--- Begin ---

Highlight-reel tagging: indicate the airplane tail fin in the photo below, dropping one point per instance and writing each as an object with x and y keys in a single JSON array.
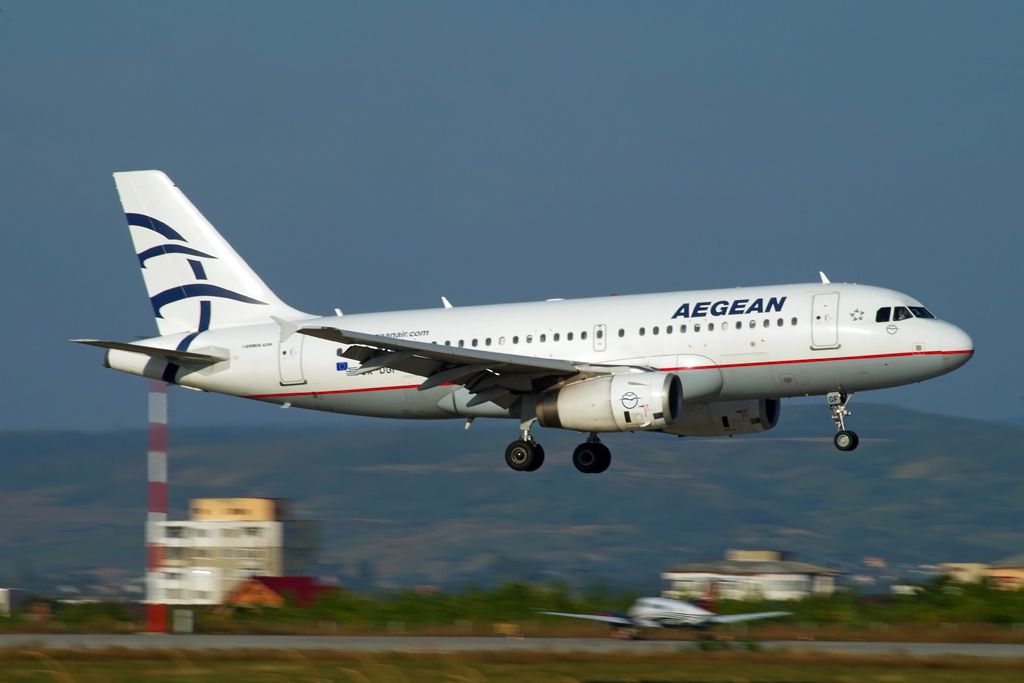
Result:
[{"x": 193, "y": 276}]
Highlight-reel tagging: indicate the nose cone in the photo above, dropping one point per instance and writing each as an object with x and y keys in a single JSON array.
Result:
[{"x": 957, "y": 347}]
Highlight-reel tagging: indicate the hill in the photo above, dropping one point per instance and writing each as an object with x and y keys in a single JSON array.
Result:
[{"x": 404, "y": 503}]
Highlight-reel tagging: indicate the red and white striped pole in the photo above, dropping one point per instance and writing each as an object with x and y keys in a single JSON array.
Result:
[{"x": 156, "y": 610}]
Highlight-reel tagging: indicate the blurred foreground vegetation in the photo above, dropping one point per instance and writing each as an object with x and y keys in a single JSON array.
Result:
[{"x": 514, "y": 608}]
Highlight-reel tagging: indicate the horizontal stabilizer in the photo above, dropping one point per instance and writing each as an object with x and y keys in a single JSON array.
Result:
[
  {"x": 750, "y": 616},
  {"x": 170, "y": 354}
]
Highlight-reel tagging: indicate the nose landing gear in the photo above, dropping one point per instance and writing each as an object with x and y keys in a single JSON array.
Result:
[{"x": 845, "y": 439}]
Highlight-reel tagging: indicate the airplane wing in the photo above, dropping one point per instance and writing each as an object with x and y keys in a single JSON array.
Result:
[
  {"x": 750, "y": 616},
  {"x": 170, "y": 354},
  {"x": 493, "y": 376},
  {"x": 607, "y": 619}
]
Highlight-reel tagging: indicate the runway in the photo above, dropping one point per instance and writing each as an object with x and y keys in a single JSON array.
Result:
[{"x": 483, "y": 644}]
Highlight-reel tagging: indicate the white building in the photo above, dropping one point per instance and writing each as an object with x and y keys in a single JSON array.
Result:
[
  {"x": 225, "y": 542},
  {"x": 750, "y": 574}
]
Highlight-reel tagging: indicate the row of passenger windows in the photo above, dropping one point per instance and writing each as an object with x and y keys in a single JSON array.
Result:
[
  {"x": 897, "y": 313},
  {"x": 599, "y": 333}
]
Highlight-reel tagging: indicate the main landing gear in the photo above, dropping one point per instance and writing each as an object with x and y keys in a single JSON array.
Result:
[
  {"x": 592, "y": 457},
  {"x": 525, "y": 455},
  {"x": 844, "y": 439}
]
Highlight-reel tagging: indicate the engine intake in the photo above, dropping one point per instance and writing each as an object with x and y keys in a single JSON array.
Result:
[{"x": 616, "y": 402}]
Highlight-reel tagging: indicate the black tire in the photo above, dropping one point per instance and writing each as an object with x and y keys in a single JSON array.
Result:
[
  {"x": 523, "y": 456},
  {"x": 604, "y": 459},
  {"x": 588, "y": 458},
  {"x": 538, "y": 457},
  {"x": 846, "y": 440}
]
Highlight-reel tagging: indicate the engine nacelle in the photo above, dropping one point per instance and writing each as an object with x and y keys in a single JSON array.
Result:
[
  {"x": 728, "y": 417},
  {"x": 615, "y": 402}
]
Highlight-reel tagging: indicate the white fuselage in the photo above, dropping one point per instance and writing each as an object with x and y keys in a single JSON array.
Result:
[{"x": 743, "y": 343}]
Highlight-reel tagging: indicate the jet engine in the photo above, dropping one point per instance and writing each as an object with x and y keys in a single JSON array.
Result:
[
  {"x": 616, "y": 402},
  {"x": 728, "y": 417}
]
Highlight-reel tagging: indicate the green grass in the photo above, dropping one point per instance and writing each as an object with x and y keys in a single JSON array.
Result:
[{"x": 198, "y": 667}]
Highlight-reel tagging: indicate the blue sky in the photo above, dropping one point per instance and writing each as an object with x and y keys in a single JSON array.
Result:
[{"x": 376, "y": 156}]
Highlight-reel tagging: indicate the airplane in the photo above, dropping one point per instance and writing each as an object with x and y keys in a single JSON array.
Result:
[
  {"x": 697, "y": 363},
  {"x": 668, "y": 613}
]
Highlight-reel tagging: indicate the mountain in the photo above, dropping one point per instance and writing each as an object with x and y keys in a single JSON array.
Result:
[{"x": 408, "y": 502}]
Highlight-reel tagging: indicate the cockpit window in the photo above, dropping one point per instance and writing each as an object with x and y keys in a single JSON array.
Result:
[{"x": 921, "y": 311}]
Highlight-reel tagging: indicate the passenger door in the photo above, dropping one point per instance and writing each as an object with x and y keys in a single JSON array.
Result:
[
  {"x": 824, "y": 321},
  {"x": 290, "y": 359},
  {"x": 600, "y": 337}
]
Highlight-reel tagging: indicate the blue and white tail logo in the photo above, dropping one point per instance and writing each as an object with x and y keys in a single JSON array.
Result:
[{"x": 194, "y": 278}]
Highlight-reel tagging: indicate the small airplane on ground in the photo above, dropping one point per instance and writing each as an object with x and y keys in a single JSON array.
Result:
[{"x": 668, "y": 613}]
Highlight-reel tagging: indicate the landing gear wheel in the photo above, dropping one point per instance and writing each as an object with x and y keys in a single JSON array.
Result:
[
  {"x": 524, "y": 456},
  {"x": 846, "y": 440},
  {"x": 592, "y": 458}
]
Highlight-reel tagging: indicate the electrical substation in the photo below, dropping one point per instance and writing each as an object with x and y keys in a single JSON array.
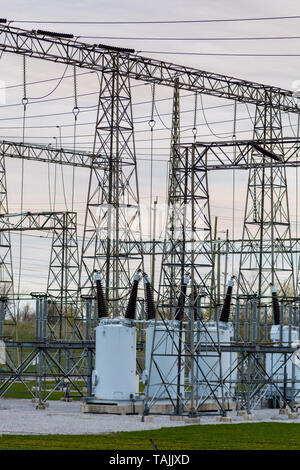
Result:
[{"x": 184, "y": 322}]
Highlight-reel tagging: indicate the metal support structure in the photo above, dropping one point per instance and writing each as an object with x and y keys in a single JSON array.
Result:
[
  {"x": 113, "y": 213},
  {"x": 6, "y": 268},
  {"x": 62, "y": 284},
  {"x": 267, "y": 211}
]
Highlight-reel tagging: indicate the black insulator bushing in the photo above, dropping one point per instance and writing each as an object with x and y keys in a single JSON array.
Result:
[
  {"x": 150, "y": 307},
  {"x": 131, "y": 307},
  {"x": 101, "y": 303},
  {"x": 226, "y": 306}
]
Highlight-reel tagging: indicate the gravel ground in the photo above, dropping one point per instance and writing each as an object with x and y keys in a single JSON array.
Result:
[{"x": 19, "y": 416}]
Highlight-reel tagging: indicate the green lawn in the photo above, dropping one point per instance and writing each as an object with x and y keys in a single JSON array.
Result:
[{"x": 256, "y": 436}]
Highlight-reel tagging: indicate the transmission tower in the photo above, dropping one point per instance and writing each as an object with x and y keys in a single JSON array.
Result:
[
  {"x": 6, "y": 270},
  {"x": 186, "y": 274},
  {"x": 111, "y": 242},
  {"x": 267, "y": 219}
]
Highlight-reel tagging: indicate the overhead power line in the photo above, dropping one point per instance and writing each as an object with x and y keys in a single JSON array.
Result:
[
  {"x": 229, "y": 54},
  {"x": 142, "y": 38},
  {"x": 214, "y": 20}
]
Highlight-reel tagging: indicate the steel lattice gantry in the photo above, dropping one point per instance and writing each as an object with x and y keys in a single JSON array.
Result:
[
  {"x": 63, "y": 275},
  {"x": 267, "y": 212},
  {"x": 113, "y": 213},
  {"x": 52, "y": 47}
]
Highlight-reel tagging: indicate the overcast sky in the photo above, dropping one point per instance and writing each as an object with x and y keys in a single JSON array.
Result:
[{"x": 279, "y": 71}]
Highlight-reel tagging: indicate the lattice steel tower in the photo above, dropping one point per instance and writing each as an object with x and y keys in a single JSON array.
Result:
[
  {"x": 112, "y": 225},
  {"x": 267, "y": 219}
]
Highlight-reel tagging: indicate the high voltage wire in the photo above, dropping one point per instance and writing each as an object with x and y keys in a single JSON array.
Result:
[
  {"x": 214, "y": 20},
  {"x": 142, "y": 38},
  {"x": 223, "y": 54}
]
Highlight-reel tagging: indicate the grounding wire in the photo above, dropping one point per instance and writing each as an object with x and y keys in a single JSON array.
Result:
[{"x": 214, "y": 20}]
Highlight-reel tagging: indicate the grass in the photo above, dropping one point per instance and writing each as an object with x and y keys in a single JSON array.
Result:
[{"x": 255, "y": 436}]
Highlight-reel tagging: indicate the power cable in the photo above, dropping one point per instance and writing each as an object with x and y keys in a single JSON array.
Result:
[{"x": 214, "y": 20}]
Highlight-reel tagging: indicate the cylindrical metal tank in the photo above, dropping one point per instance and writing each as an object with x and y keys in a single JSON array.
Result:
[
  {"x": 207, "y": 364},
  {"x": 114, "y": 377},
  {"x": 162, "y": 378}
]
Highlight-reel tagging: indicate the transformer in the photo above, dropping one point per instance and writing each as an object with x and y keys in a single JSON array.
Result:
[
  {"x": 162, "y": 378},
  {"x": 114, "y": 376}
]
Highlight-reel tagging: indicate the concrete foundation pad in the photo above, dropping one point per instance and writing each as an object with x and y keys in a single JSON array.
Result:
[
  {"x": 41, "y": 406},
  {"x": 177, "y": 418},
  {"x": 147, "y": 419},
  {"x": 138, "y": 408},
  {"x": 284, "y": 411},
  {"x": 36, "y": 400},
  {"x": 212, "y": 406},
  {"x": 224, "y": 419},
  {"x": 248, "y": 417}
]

--- End ---

**Stated goal**
Repeat the lines from the one containing "Highlight-reel tagging: indicate the transformer" through the end of the listing, exactly and without any other lines; both ends are included.

**Answer**
Highlight-reel tagging: indicate the transformer in the photo above, dropping one point per instance and writing each as an object with x and y keys in a single JSON array.
Result:
[
  {"x": 162, "y": 378},
  {"x": 114, "y": 376}
]
Highlight-reel tagging: indicate the concrete foundation pad in the photo above, dropping one point per instance and writing each as an object with x and y keys in a single JSON array.
Result:
[
  {"x": 41, "y": 406},
  {"x": 177, "y": 418},
  {"x": 147, "y": 419},
  {"x": 138, "y": 408},
  {"x": 284, "y": 411},
  {"x": 36, "y": 400},
  {"x": 212, "y": 406},
  {"x": 224, "y": 419},
  {"x": 248, "y": 417}
]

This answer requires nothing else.